═══ Source
Off topic doesn't have a Rep + button iirc


----------



## neo0031

Incidentally, the "+REP" button on the mobile site is a [email protected] "LIKE" icon...

Something I noticed as an avid user of the mobile interface.


----------



## d-block

Quote:


> Originally Posted by *ACHILEE5*
> 
> Off topic doesn't have a Rep + button iirc



Link

You may be right, but it is still listed. I haven't given anybody rep in there so I don't know for a fact if it works.


----------



## HPE1000

A lot of the time when I put a lot of research in and everything to help someone out, and write out a long and easy to understand response I get no rep, but if I respond with a couple word response to someone else they give me rep, it kind of makes me want to rip my hair out sometimes.

I have learned to get over it, but I would like to see a new way of rep, obviously let the people with current rep carry it over to the new system, but I have noticed you will 9 times out of 10 not get rep from a new member, I still help out obviously, but it just seems that they do not understand it(so it needs to be more obvious to them) and you cannot blame them for not repping.


----------



## Shrak

Quote:


> Originally Posted by *ACHILEE5*
> 
> Off topic doesn't have a Rep + button iirc


Some subsections do, specifically the TV and Movies subsection ( I thought off topic didn't have Rep either until I checked after he posted that )


----------



## ACHILEE5

Quote:


> Originally Posted by *d-block*
> 
> You may be right, but it is still listed. I haven't given anybody rep in there so I don't know for a fact if it works.


Nope, it looks more like I'm wrong








Quote:


> Originally Posted by *Shrak*
> 
> Some subsections do, specifically the TV and Movies subsection ( I thought off topic didn't have Rep either until I checked after he posted that )


If only I had know before becoming a Mod, I'd have owned that section and probably had 1K rep


----------



## nvidiaftw12

Quote:


> Originally Posted by *ACHILEE5*
> 
> Nope, it looks more like I'm wrong
> 
> 
> 
> 
> 
> 
> 
> 
> If only I had know before becoming a Mod, I'd have owned that section and probably had 1K rep


It's a bug from when we transfered to huddler and needs to be reported. There should be no rep anywhere in ot. I have found fs sections with the same problem, made a bug report and they are fixed now.
══════
Problem a: Recast the records as a JSON list of strings, one string per line with blank lines left out. Start with the line that contains "of the stack" and continue through the line that contains "[508, 1101]".
═══ Records supplied
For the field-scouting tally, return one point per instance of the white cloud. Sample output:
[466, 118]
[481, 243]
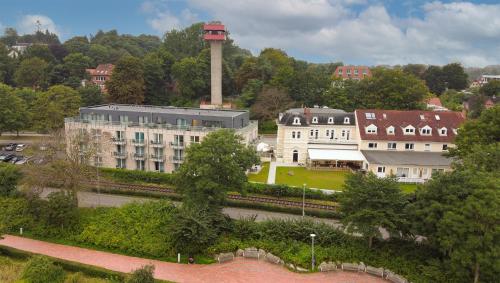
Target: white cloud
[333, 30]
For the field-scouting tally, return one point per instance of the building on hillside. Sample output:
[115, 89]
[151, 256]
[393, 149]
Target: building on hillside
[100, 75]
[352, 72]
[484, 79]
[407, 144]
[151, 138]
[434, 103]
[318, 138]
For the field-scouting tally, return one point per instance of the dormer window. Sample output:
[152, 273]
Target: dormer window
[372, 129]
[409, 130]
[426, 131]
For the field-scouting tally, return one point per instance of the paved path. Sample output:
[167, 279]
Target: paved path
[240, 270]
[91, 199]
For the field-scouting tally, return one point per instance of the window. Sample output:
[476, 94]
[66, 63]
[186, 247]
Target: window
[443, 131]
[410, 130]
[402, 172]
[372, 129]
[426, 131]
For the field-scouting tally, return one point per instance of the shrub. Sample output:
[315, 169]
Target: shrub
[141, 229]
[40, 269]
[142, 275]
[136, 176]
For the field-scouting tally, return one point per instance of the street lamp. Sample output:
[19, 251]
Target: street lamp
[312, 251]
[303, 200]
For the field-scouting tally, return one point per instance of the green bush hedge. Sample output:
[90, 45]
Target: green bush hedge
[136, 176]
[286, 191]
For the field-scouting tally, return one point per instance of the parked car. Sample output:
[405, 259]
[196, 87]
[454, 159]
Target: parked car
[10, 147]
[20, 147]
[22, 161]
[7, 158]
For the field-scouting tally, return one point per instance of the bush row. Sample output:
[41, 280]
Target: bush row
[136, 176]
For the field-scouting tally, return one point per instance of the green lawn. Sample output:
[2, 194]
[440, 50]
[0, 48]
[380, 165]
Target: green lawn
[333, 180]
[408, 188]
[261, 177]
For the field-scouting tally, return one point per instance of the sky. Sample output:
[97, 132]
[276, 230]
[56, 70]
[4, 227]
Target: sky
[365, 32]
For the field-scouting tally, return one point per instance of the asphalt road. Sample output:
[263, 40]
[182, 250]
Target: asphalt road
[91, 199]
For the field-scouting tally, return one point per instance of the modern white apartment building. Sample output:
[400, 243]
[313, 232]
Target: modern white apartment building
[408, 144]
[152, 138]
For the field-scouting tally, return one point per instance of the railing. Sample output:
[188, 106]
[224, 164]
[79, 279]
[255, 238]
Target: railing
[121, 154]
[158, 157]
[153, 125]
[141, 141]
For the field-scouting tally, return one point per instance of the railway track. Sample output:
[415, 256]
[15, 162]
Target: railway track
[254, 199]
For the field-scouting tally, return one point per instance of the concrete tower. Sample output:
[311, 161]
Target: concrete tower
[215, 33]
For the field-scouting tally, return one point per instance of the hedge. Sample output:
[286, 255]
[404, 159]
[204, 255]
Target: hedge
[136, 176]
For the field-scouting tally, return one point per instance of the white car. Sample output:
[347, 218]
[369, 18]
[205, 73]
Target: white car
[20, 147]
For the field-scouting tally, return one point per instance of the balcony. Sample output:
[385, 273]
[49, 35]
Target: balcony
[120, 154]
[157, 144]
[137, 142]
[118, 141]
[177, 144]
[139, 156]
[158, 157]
══════
═══ Records supplied
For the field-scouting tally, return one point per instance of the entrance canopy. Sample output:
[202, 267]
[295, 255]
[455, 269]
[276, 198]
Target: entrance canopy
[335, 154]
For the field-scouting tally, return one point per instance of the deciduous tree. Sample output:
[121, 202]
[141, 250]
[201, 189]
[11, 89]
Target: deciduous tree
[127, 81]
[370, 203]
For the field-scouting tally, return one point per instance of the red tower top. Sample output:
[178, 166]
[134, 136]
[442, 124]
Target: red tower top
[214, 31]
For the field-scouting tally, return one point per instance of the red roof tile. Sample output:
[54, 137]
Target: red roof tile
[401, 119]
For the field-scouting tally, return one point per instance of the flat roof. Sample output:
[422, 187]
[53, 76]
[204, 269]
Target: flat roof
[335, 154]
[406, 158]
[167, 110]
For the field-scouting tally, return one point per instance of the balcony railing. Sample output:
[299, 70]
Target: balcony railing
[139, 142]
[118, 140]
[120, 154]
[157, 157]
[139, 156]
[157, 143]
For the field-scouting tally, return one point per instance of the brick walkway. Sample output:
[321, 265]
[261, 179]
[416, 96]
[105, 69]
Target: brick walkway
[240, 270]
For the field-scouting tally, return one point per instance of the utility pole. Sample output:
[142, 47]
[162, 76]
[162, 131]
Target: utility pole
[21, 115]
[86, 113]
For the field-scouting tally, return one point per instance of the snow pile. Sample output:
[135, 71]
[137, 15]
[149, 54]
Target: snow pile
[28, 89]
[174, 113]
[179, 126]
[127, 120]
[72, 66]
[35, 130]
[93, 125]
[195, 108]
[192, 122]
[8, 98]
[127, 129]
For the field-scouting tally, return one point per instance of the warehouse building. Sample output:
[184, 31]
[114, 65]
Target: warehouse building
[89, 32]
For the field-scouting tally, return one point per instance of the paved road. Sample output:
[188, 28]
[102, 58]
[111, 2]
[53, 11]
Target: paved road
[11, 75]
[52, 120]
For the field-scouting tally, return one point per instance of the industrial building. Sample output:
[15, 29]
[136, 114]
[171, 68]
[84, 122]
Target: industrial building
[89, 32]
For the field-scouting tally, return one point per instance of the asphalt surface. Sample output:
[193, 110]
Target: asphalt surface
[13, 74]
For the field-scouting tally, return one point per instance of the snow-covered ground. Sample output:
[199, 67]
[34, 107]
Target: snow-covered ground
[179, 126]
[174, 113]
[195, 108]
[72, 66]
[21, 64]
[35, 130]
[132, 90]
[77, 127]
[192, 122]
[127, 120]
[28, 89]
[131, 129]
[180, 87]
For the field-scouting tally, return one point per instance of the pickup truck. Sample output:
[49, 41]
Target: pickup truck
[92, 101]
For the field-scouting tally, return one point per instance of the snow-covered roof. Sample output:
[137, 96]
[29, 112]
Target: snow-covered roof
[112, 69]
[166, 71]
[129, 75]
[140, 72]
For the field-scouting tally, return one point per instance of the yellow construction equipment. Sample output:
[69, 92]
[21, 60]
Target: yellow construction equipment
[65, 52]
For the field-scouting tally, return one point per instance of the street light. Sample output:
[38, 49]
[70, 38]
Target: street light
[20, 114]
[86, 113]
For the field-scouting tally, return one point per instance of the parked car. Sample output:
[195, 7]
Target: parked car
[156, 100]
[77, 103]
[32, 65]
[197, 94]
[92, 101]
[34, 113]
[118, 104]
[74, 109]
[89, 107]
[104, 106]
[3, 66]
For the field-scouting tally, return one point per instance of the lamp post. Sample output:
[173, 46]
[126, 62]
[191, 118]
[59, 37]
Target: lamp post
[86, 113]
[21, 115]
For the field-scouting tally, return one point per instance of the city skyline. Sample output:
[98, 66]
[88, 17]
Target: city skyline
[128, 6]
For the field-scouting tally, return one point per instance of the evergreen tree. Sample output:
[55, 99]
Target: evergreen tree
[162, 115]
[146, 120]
══════
═══ Records supplied
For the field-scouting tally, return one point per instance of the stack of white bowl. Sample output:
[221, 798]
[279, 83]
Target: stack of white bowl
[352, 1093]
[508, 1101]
══════
Problem b: From the forum thread about the rep button, reproduce the passage verbatim, starting with "It's a bug from" and going on through "are fixed now.".

Exercise result a:
[
  "For the field-scouting tally, return one point per instance of the stack of white bowl. Sample output:",
  "[221, 798]",
  "[279, 83]",
  "Target: stack of white bowl",
  "[352, 1093]",
  "[508, 1101]"
]

Exercise result b:
It's a bug from when we transfered to huddler and needs to be reported. There should be no rep anywhere in ot. I have found fs sections with the same problem, made a bug report and they are fixed now.